▸ O que se pede
Dê continuidade à resenha sobre o romance Flores, de Afonso Cruz, a partir do ponto em que ela termina.

▸ Texto extraído
========
Por Luciana Oliveira
Flores, do escritor português Afonso Cruz, é um daqueles livros que mexem com a gente de um jeito muito especial. Ele é narrado por um personagem que começa uma amizade improvável com seu vizinho idoso – o Sr. Ulme – que sofre de amnésia. Essa amizade inesperada acaba guiando o leitor por uma jornada de reflexão sobre memória, passado e os laços que formamos ao longo da vida.
O senhor Ulme é uma figura ambivalente: ao mesmo tempo em que parece aceitar passivamente a ausência de lembranças, atormenta-se com as notícias do caos mundial da atualidade. A dicotomia se dá pela presença do narrador, um jornalista que vive com a filha e a mulher numa relação cheia de incômodos. O contraste dessa amizade fica cada vez mais claro: enquanto um homem não tem passado e não se lembra do amor, o outro sofre com o presente e com a consciência da rotina que a cada dia destrói sua relação.
========
▸ Informações registradas
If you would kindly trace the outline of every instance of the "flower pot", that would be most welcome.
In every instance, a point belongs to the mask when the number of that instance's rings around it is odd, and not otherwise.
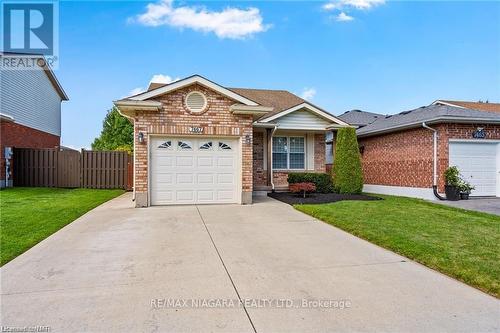
[[[446,200],[457,201],[460,200],[460,191],[458,187],[453,185],[445,185],[444,193],[446,194]]]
========
▸ Resposta escrita
Com o intuito de ajudar a reconstruir as lembranças de seu vizinho, o jornalista segue rumo a aldeia Alentejana onde nasceu e cresceu o senhor Ulme e, a partir das descobertas, a relação entre os dois e as reflexões sobre suas vidas vai dando o tom da obra. Reflexões sobre relacionamentos, amizade, sociedade e como construímos (ou destruímos) nossa identidade estão presentes ao longo de todo livro.
Flores trata da tentativa de encontrar um sentido nos detalhes do cotidiano, nos pequenos gestos e nas relações que cultivamos. Afonso Cruz nos faz pensar sobre como as memórias – ou a ausência delas – moldam quem somos e sobre como as lembranças são, muitas vezes, tudo o que nos resta.
Boa leitura!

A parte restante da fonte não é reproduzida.